YOUR TASKS:
#1 Answer these questions from the text on walking meditation:
(a) Where did the writer go for walking meditation in Upper Hamlet?
(b) What color were the oak leaves that were still fresh?
(c) On which street in New Delhi was walking meditation done?
#2 In the text on walking meditation, begin at the words "I was walking" and stop after "mopping the floor…..". Write that passage out again, swapping "gatha" for "verse".

Legendary Paths



There is sunshine in Upper Hamlet today. I went for walking meditation down to the Lower Mountain Temple, along the pathway of pines. From the Still Sitting Hut to the pathway of pines, I passed by fields of grass that were covered with oak leaves, especially around Thầy Giác Thanh’s Floating Cloud hut. The carpet of oak leaves was very thick. There were leaves that are still fresh, the color of the robes of the Theravada monks. The trees shed their leaves, making the earth richer; the earth and the tree nurture each other – I saw this very clearly. I walked very slowly, so that I could be in touch with the ultimate dimension with every step, which means to be in touch with limitless time and infinite space.

I was walking for myself, but I was also walking for my father and mother, for my teacher, my ancestors, the Buddha, and for you. I see no separation between myself and my parents, my ancestors, the Buddha, and you. Everything is present in each mindful step. The gatha “Let the Buddha breathe, let the Buddha walk” is very good. The more I practice, the more effective it is; that’s why I practice it very regularly. This gatha can also be practiced in other positions, like “let the Buddha breathe, let the Buddha sit;” “let the Buddha breathe, let the Buddha work;” or “let the Buddha breathe, let the Buddha brush these teeth.” This practice is just like the practice of recollecting the Buddha’s name. “Buddha” here is not a title; Buddha is a real human being that is breathing, walking, washing dishes, mopping the floor…..

I remembered how recently on the India tour, I practiced “Here is Ấn Độ (India), Ấn Độ (India) is here” instead of “here is Tịnh Độ (the Pure Land), Tịnh Độ (the Pure Land) is here.” When we did walking meditation on Rajpath Street in New Delhi, I practiced this gatha; and at the same time I practiced walking for my father, mother, spiritual ancestors, and for you. I practiced: “The Buddha is going for a walk; the Buddha is enjoying; the Buddha is happy; the Buddha is free. I am going for a walk; I am enjoying…” Then, “my father is going for a walk; my father is enjoying….” When I practiced for you, I invited you to walk with my feet: “I am going for a walk, I am enjoying….” Each and every one of you was present with me during the whole trip in India.

DATASET CONTENT:

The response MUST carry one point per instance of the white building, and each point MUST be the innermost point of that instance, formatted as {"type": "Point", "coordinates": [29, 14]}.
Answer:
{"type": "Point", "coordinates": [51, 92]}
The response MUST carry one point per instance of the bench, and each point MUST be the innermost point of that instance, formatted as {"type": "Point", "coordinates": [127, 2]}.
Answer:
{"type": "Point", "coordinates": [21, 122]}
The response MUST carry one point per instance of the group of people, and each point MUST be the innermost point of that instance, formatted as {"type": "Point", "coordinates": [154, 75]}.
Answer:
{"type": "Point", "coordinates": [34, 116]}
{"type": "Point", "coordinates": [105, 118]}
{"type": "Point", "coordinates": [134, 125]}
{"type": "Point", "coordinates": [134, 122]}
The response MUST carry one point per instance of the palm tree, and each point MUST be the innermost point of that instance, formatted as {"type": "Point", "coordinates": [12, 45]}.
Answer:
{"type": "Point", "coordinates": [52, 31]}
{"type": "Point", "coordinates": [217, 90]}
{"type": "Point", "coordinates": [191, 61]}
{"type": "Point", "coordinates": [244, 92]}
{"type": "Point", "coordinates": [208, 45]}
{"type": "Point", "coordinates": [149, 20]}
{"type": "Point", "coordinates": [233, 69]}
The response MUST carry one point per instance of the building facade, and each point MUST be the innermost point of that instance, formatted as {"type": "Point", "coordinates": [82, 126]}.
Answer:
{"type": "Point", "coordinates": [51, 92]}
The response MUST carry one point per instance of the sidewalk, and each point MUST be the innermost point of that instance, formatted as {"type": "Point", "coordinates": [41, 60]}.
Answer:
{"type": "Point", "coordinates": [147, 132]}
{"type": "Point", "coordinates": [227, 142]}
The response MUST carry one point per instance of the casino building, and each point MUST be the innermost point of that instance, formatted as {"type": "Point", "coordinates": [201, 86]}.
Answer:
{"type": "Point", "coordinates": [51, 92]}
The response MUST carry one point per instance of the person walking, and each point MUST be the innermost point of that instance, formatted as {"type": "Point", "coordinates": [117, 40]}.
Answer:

OUTPUTS FOR THE TASKS:
#1
(a) Down to the Lower Mountain Temple, along the pathway of pines.
(b) The color of the robes of the Theravada monks.
(c) Rajpath Street.

#2
I was walking for myself, but I was also walking for my father and mother, for my teacher, my ancestors, the Buddha, and for you. I see no separation between myself and my parents, my ancestors, the Buddha, and you. Everything is present in each mindful step. The verse “Let the Buddha breathe, let the Buddha walk” is very good. The more I practice, the more effective it is; that’s why I practice it very regularly. This verse can also be practiced in other positions, like “let the Buddha breathe, let the Buddha sit;” “let the Buddha breathe, let the Buddha work;” or “let the Buddha breathe, let the Buddha brush these teeth.” This practice is just like the practice of recollecting the Buddha’s name. “Buddha” here is not a title; Buddha is a real human being that is breathing, walking, washing dishes, mopping the floor…..